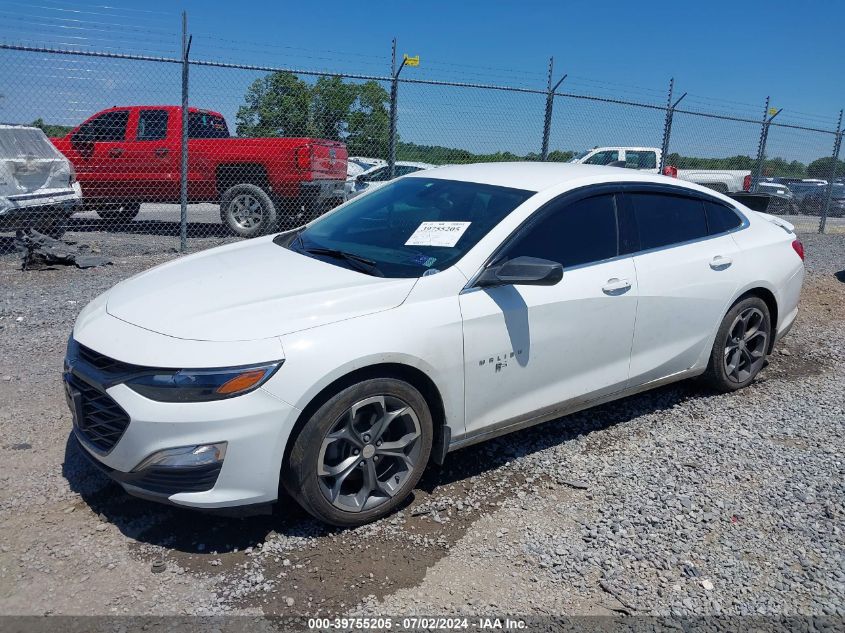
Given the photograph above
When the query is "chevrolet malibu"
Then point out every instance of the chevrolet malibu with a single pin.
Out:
(450, 306)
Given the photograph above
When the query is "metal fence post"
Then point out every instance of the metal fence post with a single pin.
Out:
(837, 143)
(761, 148)
(394, 89)
(183, 175)
(667, 124)
(550, 103)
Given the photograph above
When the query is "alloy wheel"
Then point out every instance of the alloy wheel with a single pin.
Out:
(246, 211)
(369, 453)
(745, 349)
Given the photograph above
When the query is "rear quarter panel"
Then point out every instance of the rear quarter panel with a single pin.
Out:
(771, 263)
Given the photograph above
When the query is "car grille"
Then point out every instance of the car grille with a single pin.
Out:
(171, 481)
(102, 421)
(104, 363)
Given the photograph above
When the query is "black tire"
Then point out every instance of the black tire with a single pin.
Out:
(247, 211)
(311, 449)
(120, 215)
(724, 375)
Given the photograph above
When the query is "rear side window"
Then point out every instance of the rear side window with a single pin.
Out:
(635, 159)
(152, 125)
(577, 233)
(205, 125)
(666, 219)
(602, 158)
(721, 218)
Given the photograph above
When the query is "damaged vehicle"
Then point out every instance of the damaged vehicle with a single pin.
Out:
(38, 187)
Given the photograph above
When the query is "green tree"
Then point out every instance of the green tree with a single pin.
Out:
(821, 168)
(281, 104)
(50, 129)
(278, 104)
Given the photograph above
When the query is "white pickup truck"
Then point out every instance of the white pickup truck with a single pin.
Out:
(648, 159)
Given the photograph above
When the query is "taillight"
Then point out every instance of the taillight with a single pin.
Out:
(303, 157)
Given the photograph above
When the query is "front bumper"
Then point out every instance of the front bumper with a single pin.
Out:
(254, 426)
(15, 215)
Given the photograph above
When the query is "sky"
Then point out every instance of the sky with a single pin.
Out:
(728, 56)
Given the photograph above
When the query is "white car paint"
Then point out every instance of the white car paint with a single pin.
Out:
(500, 358)
(37, 183)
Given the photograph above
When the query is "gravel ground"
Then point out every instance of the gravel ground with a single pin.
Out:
(676, 501)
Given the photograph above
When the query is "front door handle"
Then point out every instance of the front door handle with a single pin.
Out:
(720, 262)
(616, 286)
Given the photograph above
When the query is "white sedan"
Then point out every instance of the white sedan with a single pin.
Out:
(448, 307)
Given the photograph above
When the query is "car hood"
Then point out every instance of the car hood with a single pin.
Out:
(250, 290)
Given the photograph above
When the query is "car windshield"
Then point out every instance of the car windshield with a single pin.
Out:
(408, 228)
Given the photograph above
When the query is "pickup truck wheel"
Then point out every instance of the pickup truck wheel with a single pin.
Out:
(248, 211)
(120, 215)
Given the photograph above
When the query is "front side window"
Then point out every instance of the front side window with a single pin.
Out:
(635, 159)
(108, 127)
(665, 219)
(574, 234)
(602, 158)
(152, 125)
(408, 227)
(379, 175)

====================

What needs to be done: Make an exact copy of all the material, but keep the pictures out of it.

Written response:
Given the photograph above
When the query is "chevrolet malibu"
Then point out every instance of the chevrolet malibu with a single pin.
Out:
(450, 306)
Given the photograph above
When the query is "metal fence post"
Then point out every instance of the metal fence post with a single pin.
Out:
(837, 143)
(761, 148)
(394, 89)
(183, 175)
(667, 124)
(550, 103)
Given the photograph above
When the query is "alloy wheel"
Then point out every instance of the alloy wheel with a single pin.
Out:
(246, 211)
(369, 453)
(745, 349)
Given the photograph above
When the query is "rear quarter panel"
Then point out every instance of the rear quarter panel with a single pin.
Out:
(771, 263)
Given the photograph above
When the query is "car grille"
Then point out every instance of the car grille with a single pin.
Out:
(171, 481)
(102, 421)
(104, 363)
Given the photograph above
When the query is "black tire"
Then point out every instance of the black tire with a single pin.
Out:
(247, 211)
(311, 449)
(120, 215)
(724, 375)
Given the photograph above
When the query is "rear side window"
Then point out every instance of the rear side window with a single pin.
Out:
(635, 159)
(152, 125)
(577, 233)
(205, 125)
(666, 219)
(602, 158)
(721, 218)
Given the photograph above
When the query is "damaged vehicle"
Then point out every instance of the damaged vehicle with a single pin.
Out:
(38, 187)
Given the photograph above
When the query is "green tree"
Then point out every instance of the green tree with a single pin.
Out:
(821, 168)
(281, 104)
(50, 129)
(278, 104)
Given the photograph above
When the query is "white pickup truck"
Then point out every instance of the white pickup truck with a single pin.
Out:
(648, 159)
Given the photograph above
When the query is "taillight"
Then point out every instance of the taillight with a single pin.
Out:
(303, 157)
Given the photograph above
When the query is "front bumper"
Then point out every instance of the front bumper with a single pin.
Out:
(254, 426)
(15, 215)
Given the photograph above
When the query is "sky"
Then point out every instance of the sky with a single pin.
Out:
(728, 56)
Given the photograph above
When the query is "white car paint"
Then point out every instance of the white car paint with a single pin.
Out:
(500, 358)
(37, 183)
Given the photograph above
When the query is "gravel ground"
Then point out every instance of the gravel ground with a single pin.
Out:
(676, 501)
Given the photograph above
When the query is "front door handle"
Then point out every instance of the front door handle with a single pin.
Out:
(720, 262)
(616, 286)
Given the photograph above
When the query is "white sedan"
Then point out every instance of the white sedan with a single pin.
Out:
(448, 307)
Given the photograph above
When the query is "car hood"
Then point out every instance of the car hood with a single pin.
Out:
(250, 290)
Given the photograph above
When the query is "car windshield"
Then point out every instance of the car windshield with a single pin.
Out:
(408, 228)
Given the photograph above
When the query is "pickup truck wheel"
Then point out every instance of the pickup truck wheel with a single pin.
Out:
(248, 211)
(120, 215)
Given the photograph above
When the query is "front side window"
Then point out every instance of the front side window with a single pin.
Out:
(635, 159)
(108, 127)
(665, 219)
(574, 234)
(602, 158)
(152, 125)
(408, 227)
(379, 175)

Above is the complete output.